» **WHAT YOU HAVE TO DO**
Convert every line of the material below into a numbered list, omitting blank lines.

↓

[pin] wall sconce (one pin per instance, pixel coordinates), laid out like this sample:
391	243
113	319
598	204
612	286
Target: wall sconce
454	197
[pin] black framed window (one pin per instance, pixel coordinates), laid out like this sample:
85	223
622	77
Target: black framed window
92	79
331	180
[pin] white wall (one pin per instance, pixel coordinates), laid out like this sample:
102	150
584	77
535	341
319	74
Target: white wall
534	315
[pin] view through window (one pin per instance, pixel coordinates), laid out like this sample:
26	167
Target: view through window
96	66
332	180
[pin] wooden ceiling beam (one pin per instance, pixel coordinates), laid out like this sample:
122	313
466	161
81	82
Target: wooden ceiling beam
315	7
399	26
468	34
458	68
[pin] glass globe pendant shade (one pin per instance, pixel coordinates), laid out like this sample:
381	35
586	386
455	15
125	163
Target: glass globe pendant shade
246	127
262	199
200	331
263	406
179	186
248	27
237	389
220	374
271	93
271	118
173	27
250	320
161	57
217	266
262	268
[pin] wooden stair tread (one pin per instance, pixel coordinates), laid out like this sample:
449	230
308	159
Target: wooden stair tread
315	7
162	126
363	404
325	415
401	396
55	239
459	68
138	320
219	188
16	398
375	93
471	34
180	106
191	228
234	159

↑

» **CORRECT RESPONSE**
1. [pin] wall sconce (one pin per instance, pixel coordinates), laid out like this sample:
2. 391	243
3. 113	319
4. 598	204
5. 612	286
6. Target: wall sconce
7. 454	197
8. [pin] black framed window (one pin per instance, pixel coordinates), laid out like this sample:
9. 85	223
10. 622	77
11. Target: black framed window
12. 92	79
13. 331	180
14. [pin] white wall (one pin per instance, pixel coordinates), laid out like this sample:
15. 102	150
16. 584	77
17. 535	341
18. 319	74
19. Target: white wall
20. 534	315
21. [pin] view through window (one pin per instance, pixel coordinates), laid out like this sample:
22. 26	167
23. Target: view through window
24. 96	66
25. 332	180
26. [pin] wooden ceiling beam (one pin per instance, pixel coordinates), laid out like this sample:
27. 122	313
28. 466	161
29. 81	82
30. Target: wooden ceiling beam
31. 315	7
32. 399	26
33. 468	34
34. 458	68
35. [pin] glass globe pendant shade (one pin per instance, pixel coordinates), laid out like this sample:
36. 381	35
37. 586	386
38. 455	15
39. 125	163
40. Target: glass globe pendant shade
41. 246	127
42. 262	199
43. 200	331
44. 263	406
45. 179	186
46. 248	27
47. 237	389
48. 220	374
49. 271	93
50. 271	118
51. 173	27
52. 250	320
53. 161	57
54. 217	266
55. 262	268
56. [pin] wooden stair tread (one pin per instance, pixel coordinates), laid out like this sample:
57. 449	230
58. 308	159
59. Target: wooden stair tread
60. 315	7
61. 162	126
62. 363	404
63. 325	415
64. 401	396
65. 55	239
66. 459	68
67. 138	320
68. 219	188
69. 16	398
70. 375	93
71. 471	34
72. 180	106
73. 191	228
74. 234	159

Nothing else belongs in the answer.